The entries below need to be written out exactly, with no pictures included.

* [Data for this task]
________________

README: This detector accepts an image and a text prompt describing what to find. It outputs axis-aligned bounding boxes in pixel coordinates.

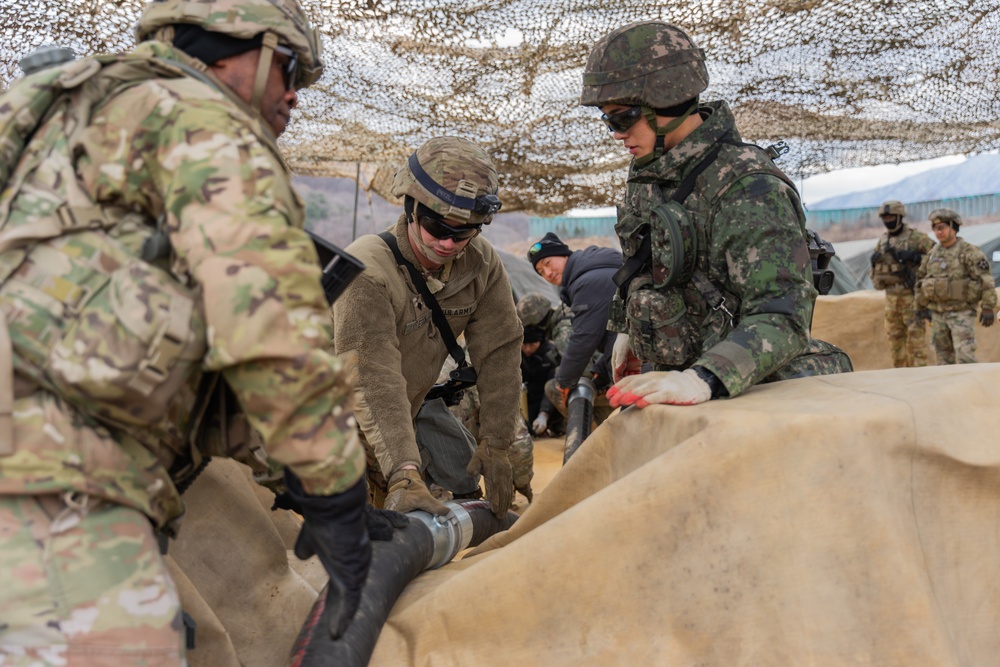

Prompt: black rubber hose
[288,500,518,667]
[563,378,594,465]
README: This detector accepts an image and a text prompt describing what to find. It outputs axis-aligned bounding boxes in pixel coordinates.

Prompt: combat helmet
[927,208,962,232]
[878,199,906,218]
[391,137,501,225]
[580,20,708,163]
[135,0,323,98]
[878,199,906,236]
[517,292,552,327]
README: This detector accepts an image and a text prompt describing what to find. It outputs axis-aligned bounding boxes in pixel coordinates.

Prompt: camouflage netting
[0,0,1000,214]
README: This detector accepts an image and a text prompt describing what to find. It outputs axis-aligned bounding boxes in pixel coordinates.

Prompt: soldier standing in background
[868,201,934,368]
[517,292,573,437]
[916,208,997,365]
[528,232,622,425]
[0,0,406,666]
[580,20,851,407]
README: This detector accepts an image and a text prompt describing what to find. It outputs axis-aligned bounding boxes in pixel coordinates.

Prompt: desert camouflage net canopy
[0,0,1000,214]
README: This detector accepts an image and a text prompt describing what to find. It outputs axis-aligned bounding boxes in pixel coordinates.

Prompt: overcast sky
[567,155,966,216]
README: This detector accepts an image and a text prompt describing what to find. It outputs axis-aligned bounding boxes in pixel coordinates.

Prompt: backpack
[0,55,215,455]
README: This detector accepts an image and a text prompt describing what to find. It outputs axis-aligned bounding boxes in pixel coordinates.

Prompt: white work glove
[607,368,712,408]
[531,412,549,435]
[611,334,642,382]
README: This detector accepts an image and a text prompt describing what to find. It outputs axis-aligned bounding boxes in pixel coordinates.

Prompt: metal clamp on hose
[406,501,472,570]
[563,378,597,465]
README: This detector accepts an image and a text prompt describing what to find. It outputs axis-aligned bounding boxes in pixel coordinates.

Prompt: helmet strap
[250,32,278,113]
[635,98,698,167]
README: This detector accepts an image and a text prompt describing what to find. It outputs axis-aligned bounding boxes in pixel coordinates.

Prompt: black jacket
[556,246,622,389]
[521,340,559,424]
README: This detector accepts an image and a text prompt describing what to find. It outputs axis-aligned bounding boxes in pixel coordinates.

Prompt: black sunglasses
[274,44,299,90]
[601,107,642,132]
[417,215,483,241]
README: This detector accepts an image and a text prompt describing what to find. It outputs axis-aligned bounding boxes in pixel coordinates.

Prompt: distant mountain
[808,154,1000,211]
[293,176,528,248]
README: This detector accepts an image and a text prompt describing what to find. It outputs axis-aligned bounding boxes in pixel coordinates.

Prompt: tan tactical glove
[465,437,514,519]
[385,470,451,516]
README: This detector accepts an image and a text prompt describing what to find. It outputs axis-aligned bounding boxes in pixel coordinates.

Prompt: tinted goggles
[601,107,642,132]
[274,44,299,90]
[417,215,483,241]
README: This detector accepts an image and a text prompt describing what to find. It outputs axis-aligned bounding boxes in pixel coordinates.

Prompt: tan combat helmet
[878,199,906,235]
[392,137,501,225]
[878,199,906,218]
[517,292,552,327]
[135,0,323,107]
[927,208,962,232]
[580,20,708,166]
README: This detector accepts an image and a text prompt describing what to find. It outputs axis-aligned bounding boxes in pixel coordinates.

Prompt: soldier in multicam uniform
[333,137,521,516]
[580,20,851,407]
[0,0,405,667]
[869,201,934,368]
[517,292,573,357]
[917,208,997,365]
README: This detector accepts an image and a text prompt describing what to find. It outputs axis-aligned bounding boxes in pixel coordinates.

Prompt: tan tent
[171,292,1000,667]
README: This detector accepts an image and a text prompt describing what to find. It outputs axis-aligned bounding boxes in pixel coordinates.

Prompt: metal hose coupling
[406,500,476,570]
[563,378,597,465]
[406,499,518,570]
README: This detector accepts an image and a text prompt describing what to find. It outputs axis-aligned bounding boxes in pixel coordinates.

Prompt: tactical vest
[611,135,801,367]
[919,239,988,312]
[871,228,919,290]
[0,55,262,479]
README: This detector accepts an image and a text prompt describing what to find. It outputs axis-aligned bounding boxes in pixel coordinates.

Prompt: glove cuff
[691,366,729,398]
[389,468,426,493]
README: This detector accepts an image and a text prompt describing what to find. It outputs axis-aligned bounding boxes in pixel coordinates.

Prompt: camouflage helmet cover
[391,137,500,225]
[927,208,962,232]
[135,0,323,89]
[580,21,708,109]
[517,292,552,327]
[878,199,906,218]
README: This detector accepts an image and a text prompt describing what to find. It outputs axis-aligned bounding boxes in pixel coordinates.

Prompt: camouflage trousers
[366,387,535,504]
[883,290,927,368]
[545,378,615,428]
[931,310,976,366]
[451,387,535,495]
[0,494,187,667]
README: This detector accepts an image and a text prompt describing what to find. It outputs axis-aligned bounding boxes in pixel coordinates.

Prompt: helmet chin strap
[250,32,278,113]
[635,99,698,167]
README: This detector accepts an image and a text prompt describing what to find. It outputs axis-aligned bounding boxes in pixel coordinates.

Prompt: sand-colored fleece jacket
[333,216,522,478]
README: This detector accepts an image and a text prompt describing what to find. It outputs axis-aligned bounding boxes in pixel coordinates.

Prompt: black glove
[274,469,409,639]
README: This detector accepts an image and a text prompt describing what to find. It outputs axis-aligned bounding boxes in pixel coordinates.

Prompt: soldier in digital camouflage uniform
[580,20,851,407]
[916,208,997,365]
[868,201,934,368]
[333,137,521,516]
[0,0,405,667]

________________

* [In response]
README: This detector accepts an image and a text prompt describing what to find. It outputs axis-aligned bounding boxes in pixel coordinates.


Prompt: black rubber hose
[288,500,518,667]
[563,378,594,465]
README: This detector accepts an image and a text prompt describing what to find. It outputs axis-aligned bounding boxes in pixel coordinates.

Prompt: combat helmet
[927,208,962,232]
[878,199,906,218]
[391,137,501,225]
[580,20,708,163]
[135,0,323,98]
[878,199,906,236]
[517,292,552,327]
README: This detector accepts an image and a text prompt describing what to find. It outputs axis-aligned bounding boxes in pixel coordinates.

Prompt: camouflage netting
[0,0,1000,214]
README: This detector accepts an image and a text prompt describing what to find. It outputs axis-aligned bounding boxes in pixel coordinates.

Prompt: soldier standing in background
[868,201,934,368]
[517,292,573,437]
[916,208,997,365]
[528,232,622,425]
[0,0,406,666]
[580,20,851,407]
README: This detector accepts an image and a text prompt describing what to find. It outputs axis-aligned bounding boxes in pixel coordinates.

Prompt: desert camouflage net canopy
[0,0,1000,214]
README: This detector accepts an image and a text prompt describing what to find. It outputs axis-aligned bounding boxes in pixel coordinates.

Prompt: overcast sky
[567,155,966,216]
README: This detector accepts an image and a text prompt describing what to find. It outputs axis-aligned bounding boxes in pixel coordinates.

Prompt: backpack
[0,55,215,455]
README: This detector accepts an image and a text prompt describing what to find. It outputs axis-aligned bounding boxes in pixel coordinates.

Prompt: white work glove
[607,368,712,408]
[531,412,549,435]
[611,334,642,382]
README: This detector accepts an image and a text prompt describing what to find. It outputs axis-aligned bounding boxes in pixel coordinates.

Prompt: metal clamp on hose
[406,501,472,570]
[563,378,597,465]
README: This detector accepts an image and a text prompt describing what to find. It outputs axis-aligned bounding boxes in pixel coordinates.

Prompt: helmet strap
[250,32,278,113]
[635,98,698,167]
README: This detector accepts an image and a text prompt describing what to find. It outputs axis-aligned bounding boxes in pixel coordinates.

Prompt: black jacket
[556,246,622,389]
[521,340,559,424]
README: This detector accepts an image and a text prompt describing what to find. It outputs axis-aligned bounding boxes in pixel coordinates.

Prompt: black sunglasses
[274,44,299,90]
[601,107,642,132]
[417,215,483,241]
README: This detector accepts an image and a text prompt describing what to find. It outputs axis-aligned bounding boxes in pixel coordinates.

Prompt: distant mountain
[808,154,1000,211]
[293,176,528,248]
README: This detector accepts an image and a text prompt describing what to find. It outputs axis-aligned bounding boxes in pixel coordinates.

Prompt: tan tactical glove
[465,437,514,519]
[385,470,451,516]
README: This detector accepts an image and a text prompt describing what to find. It outputs axis-aligned bounding boxes in pixel coordinates.

Prompt: tinted goggles
[601,107,642,132]
[274,44,299,90]
[417,215,483,241]
README: This detector accepts an image and a text prompt describing what to find. It outputs axis-aligned bounding boxes in pixel coordinates.

Prompt: tan combat helmet
[878,199,906,235]
[392,137,501,225]
[878,199,906,218]
[517,292,552,327]
[135,0,323,107]
[927,208,962,232]
[580,20,708,166]
README: This detector accepts an image and a text prompt describing what to find. It outputs axis-aligned bounding boxes in pixel coordinates.

Prompt: soldier in multicam uniform
[333,137,521,516]
[580,20,851,407]
[0,0,405,667]
[869,201,934,368]
[517,292,573,357]
[917,208,997,365]
README: This detector accepts an image and a text prompt describing what to find. It outputs axis-aligned bounding boxes in pixel coordinates.

Prompt: tan tent
[171,292,1000,667]
README: This detector accepts an image and a text prompt describing what to find. It outputs axis-aligned bounding boxes in pixel coordinates.

Prompt: metal hose coupling
[406,500,476,570]
[563,378,597,465]
[406,499,518,570]
README: This detector accepts an image and a text prompt describing what to find. It outputs axis-aligned bounding boxes in pixel coordinates.

Prompt: tactical vest
[611,135,801,367]
[919,239,988,312]
[871,228,919,290]
[0,55,262,479]
README: This detector accepts an image and a text prompt describing what to find. It outputs axis-aligned bounding boxes in pixel coordinates.

Prompt: glove cuff
[691,366,729,398]
[389,468,426,493]
README: This detector accepts an image and a text prompt describing what to find. It outputs axis-aligned bounding boxes in pixel coordinates.

Prompt: camouflage helmet cover
[391,137,500,225]
[927,208,962,232]
[135,0,323,89]
[580,21,708,109]
[517,292,552,327]
[878,199,906,218]
README: This detector accepts an image and a text prompt describing what to find. It outputs axis-aligned bounding boxes in pixel coordinates.

Prompt: camouflage trousers
[366,387,535,504]
[883,290,927,368]
[545,378,615,428]
[931,310,976,366]
[451,387,535,495]
[0,494,187,667]
README: This detector accepts an image and a text prompt describing what to find. It outputs axis-aligned bounding boxes in pixel coordinates.

Prompt: helmet chin strap
[250,32,278,113]
[635,99,698,167]
README: This detector accepts an image and a text prompt describing what to find. It outputs axis-aligned bounding boxes in pixel coordinates.

Prompt: sand-colored fleece jacket
[333,216,522,478]
README: This detector accepts an image and a text prompt describing what to find. It outputs axis-aligned bounding boxes in pixel coordinates.

Prompt: black glove
[274,469,409,639]
README: This detector accepts an image and a text prompt describing what to find. It outputs axis-aligned bounding boxes in pixel coordinates.

Prompt: soldier in digital camouflage uniform
[580,20,851,407]
[916,208,997,365]
[868,201,934,368]
[333,137,521,516]
[0,0,405,667]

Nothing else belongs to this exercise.